DIRECTIONS — The entries need to be copied exactly.

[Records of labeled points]
┄┄┄┄┄┄┄┄┄┄

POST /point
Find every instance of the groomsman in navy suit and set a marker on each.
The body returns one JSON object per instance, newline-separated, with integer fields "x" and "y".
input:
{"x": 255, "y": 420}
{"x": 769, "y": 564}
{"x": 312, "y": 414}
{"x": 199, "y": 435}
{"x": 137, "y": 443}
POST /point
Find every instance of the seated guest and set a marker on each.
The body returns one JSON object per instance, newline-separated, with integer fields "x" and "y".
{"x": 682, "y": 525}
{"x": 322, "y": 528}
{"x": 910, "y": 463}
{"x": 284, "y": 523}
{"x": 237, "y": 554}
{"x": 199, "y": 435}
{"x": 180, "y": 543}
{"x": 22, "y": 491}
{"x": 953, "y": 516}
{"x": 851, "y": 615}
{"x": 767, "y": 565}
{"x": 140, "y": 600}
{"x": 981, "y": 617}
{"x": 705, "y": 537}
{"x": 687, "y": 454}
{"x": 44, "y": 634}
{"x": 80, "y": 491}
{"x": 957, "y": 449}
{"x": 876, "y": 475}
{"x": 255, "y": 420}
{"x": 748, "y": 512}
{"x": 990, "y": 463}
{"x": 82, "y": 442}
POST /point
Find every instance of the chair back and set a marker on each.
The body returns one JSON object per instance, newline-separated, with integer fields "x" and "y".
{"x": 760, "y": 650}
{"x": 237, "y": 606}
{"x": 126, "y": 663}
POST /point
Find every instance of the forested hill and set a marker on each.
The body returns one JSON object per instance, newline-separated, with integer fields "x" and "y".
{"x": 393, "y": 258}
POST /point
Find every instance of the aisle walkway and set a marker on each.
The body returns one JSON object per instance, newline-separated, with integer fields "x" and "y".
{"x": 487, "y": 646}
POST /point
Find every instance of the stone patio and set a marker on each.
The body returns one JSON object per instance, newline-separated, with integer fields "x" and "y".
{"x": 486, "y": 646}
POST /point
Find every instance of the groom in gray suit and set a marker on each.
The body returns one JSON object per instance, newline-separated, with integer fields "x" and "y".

┄┄┄┄┄┄┄┄┄┄

WRITTEN RESPONSE —
POST /point
Find every instance of the groomsman in navy suit and set a marker on each.
The body returns one JSON object per instance, newline-separated, with integer fields "x" and "y".
input:
{"x": 255, "y": 420}
{"x": 769, "y": 564}
{"x": 312, "y": 414}
{"x": 199, "y": 435}
{"x": 137, "y": 443}
POST /point
Find every instance of the seated guest and set a marker on each.
The body returns one JSON object per instance, newline-separated, with integer fields "x" and "y".
{"x": 682, "y": 525}
{"x": 322, "y": 528}
{"x": 910, "y": 463}
{"x": 284, "y": 523}
{"x": 237, "y": 554}
{"x": 199, "y": 435}
{"x": 180, "y": 543}
{"x": 22, "y": 491}
{"x": 953, "y": 516}
{"x": 851, "y": 615}
{"x": 767, "y": 565}
{"x": 140, "y": 600}
{"x": 981, "y": 617}
{"x": 705, "y": 537}
{"x": 687, "y": 454}
{"x": 44, "y": 634}
{"x": 80, "y": 491}
{"x": 957, "y": 449}
{"x": 876, "y": 475}
{"x": 255, "y": 420}
{"x": 748, "y": 512}
{"x": 990, "y": 463}
{"x": 82, "y": 442}
POST /point
Find every instance of the chair back and set a marker on each.
The body returns one JSON object per instance, newline-separated, with integer fields "x" and "y".
{"x": 760, "y": 650}
{"x": 237, "y": 606}
{"x": 126, "y": 663}
POST /point
Find every instance of the forested hill and set a marker on each.
The body returns one JSON object per instance, newline-separated, with integer fields "x" and "y".
{"x": 393, "y": 258}
POST /point
Find every instance of the aisle walkway and set a marker on each.
The body returns one JSON object per instance, newline-separated, with integer fields "x" and "y".
{"x": 487, "y": 646}
POST /point
Find every instance of the stone patio and set a marker on each.
The body returns one JSON object per instance, newline-separated, with integer fields "x" and "y".
{"x": 486, "y": 646}
POST /point
Find every instance of the groom in gray suit and set a marker on each.
The body returns one JSON object per instance, newline-separated, with integer fields "x" and "y".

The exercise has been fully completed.